### Records shown
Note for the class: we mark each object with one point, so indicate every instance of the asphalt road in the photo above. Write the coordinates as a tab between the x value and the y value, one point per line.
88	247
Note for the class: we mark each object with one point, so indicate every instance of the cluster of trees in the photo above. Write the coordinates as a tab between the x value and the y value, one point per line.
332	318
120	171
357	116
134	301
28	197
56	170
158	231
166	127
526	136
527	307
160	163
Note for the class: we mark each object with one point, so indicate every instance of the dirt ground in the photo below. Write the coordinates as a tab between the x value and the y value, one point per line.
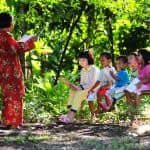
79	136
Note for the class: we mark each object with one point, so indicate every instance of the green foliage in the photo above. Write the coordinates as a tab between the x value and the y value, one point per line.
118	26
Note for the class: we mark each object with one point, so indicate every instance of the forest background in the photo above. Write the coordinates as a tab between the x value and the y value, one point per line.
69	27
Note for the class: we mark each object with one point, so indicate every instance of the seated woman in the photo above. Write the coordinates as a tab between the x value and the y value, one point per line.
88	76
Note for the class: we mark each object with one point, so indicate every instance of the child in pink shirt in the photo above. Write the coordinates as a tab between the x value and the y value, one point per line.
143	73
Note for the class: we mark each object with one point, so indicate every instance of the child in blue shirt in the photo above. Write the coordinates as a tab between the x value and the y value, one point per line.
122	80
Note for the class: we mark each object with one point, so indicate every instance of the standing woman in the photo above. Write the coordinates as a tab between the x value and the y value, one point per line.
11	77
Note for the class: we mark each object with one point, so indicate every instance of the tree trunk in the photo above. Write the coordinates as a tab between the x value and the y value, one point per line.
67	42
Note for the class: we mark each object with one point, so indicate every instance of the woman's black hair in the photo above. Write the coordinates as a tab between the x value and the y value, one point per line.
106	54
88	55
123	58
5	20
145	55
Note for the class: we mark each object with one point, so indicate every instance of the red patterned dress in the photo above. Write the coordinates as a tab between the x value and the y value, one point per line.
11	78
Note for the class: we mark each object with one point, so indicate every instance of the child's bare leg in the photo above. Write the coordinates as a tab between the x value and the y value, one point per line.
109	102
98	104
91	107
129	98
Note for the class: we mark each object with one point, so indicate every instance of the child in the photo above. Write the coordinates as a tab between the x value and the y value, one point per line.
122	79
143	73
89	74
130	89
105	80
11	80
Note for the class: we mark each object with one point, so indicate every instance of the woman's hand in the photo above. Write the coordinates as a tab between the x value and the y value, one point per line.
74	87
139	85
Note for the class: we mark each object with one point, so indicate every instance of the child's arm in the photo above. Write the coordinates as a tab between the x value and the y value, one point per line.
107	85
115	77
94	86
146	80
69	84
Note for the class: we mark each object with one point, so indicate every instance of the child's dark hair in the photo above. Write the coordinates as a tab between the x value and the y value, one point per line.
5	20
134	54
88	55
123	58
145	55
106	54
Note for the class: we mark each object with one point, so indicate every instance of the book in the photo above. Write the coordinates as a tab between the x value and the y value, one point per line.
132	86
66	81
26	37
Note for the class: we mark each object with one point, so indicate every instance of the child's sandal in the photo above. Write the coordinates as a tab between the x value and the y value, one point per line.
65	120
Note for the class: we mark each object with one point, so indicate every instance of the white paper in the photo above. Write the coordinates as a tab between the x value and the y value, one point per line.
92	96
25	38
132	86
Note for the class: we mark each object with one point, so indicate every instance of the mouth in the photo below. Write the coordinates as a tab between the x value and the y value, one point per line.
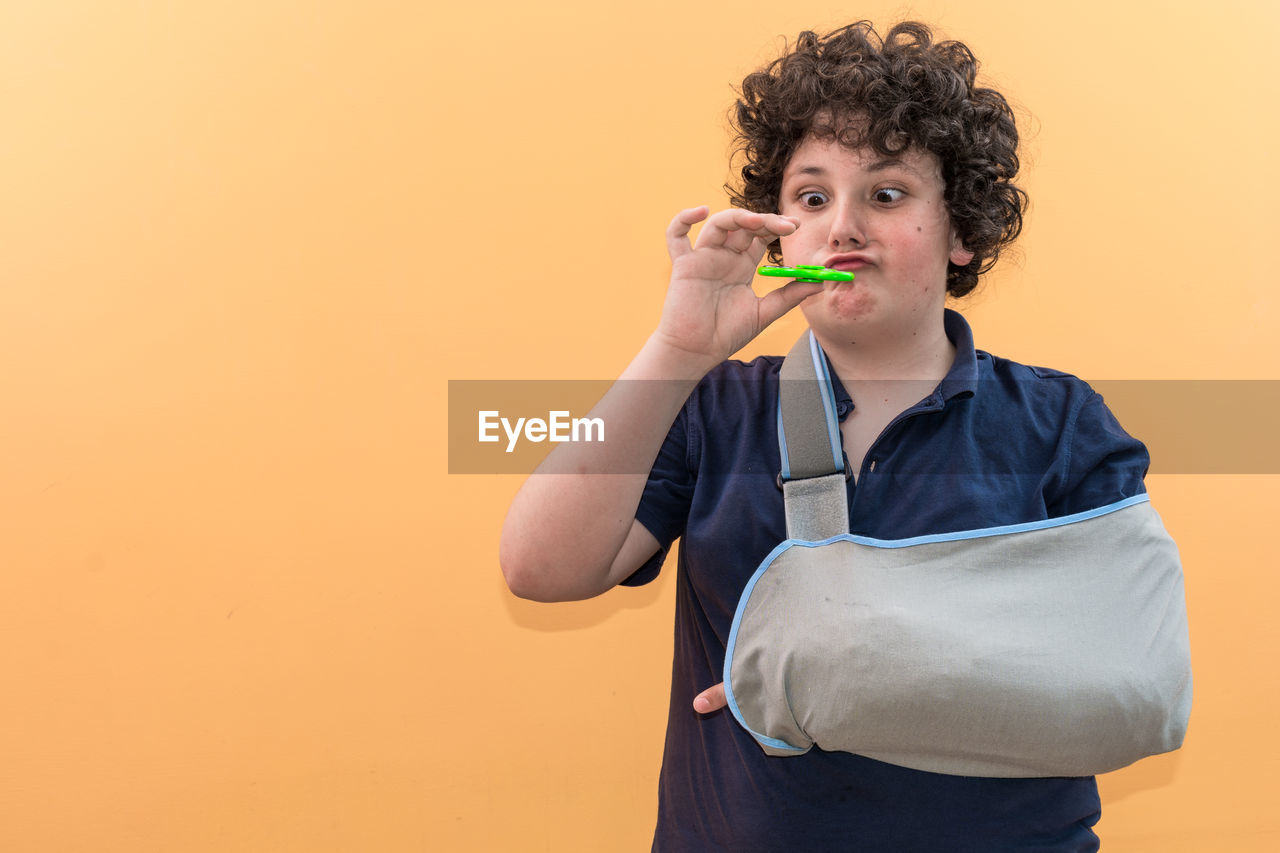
######
To do:
So that the copy stays exact, reproduce each record word for word and leave its images out.

Worked solution:
Note for the class: we mark each object with one point, so indicate every instance of the asphalt road in the photo above. Write the coordinates as a tab between the x value and the y value, one point per line.
88	247
Note for the class: we mark each object with one point, so indicate every instance of the cluster of trees in the photo above. Write the coordinates as a tab between the x value and the y value, one point per line.
332	318
120	171
357	116
134	301
28	197
56	170
158	231
166	127
526	136
527	307
160	163
Note for the class: we mark each object with one point, so indicate every instance of the dirt ground in the photo below. Write the coordinates as a tab between the x value and the y value, one point per line.
79	136
Note for the class: we mark each object with one point, so indicate every instance of the green foliage in the photo above. Write the coordinates as a tab between the x value and the y value, one point per line.
118	26
Note for the class: we mark each object with one point, so indicate every instance of the forest background in the photo above. Write the coordinates as a tab between the x value and the y value, one point per line.
69	27
Note for the class: we mark each object with one point, so indicate every instance of the seated woman in the photo above. Write the coordinates as a tab between the x value and the y value, one point per line.
88	76
Note for the class: we mark each object with one point, so indicate every instance of the child in pink shirt in the photo above. Write the coordinates as a tab between the x value and the y value, one point per line.
143	73
Note for the class: we mark each object with one point, so indicate every instance of the child in blue shirt in the photo above. Write the coordinates as a tab between the x value and the y value, one point per line.
122	80
Note for the class: we mark each object with one point, so indicate every instance of the standing woman in the photo above. Write the coordinates as a tab between the x value and the y value, one point per line.
11	77
Note for the class: we mark each object with one point, so indicate every instance of the tree trunk in the photo above. Write the coordinates as a tab between the x value and the y value, one point per line.
67	42
Note for the class: we mark each object with one point, so indicate every instance of the woman's black hair in the photo above. Write the coordinates as a tab between the x value and the y value, one point per line.
106	54
88	55
123	58
5	20
145	55
Note for the class: we mark each object with one point, so indicate every instance of the red patterned dress in the photo above. Write the coordinates as a tab between the x value and the y value, one point per line.
11	78
Note for the class: we mark each object with one point, so indicate every instance of the child's bare leg in the photo above. Write the coordinates as a tab between the x value and the y value, one point per line.
109	102
98	104
91	107
129	98
Note for the class: we mark each object with one point, so indicate every instance of the child in the photo above. Write the coordinates as a tab between the x value and the y value, one point per line.
122	79
143	73
89	74
130	89
105	80
11	80
Note for the class: we mark each object with one point, so indicate every instance of the woman's hand in the photo above. Write the coordinates as a tab between the x value and the y value, one point per line.
74	87
139	85
Note for the class: we mark each object with one point, so indicate every instance of the child's arm in the photo above. Write the coordinates as a tab between the x value and the y value, one point per line.
107	85
115	77
94	86
146	80
69	84
Note for the class: we mark each object with one point, so indicate every instance of the child's dark hair in the photo above. Write the coordinates as a tab between the x value and the y value, one point per line.
5	20
134	54
88	55
123	58
145	55
106	54
Note for the class: we mark each object with one point, so indicate every instance of the book in the photo above. Write the coordinates as a tab between the x value and the y value, one point per line.
132	86
66	81
26	37
Note for the class: we mark each object with one point, so indicate every instance of the child's sandal in the photo above. Write the coordinates as a tab between the x value and the y value, one point per line.
65	120
Note for the class: we mark each object with one point, so indicate every instance of the white paper in the photo above. Write the coordinates as a tab between the x value and the y value, one point per line.
92	96
25	38
132	86
Note for the class: we mark each object with one point, so indicate every instance of the mouth in the photo below. Write the coordinates as a tab between the x value and the y value, one point per line.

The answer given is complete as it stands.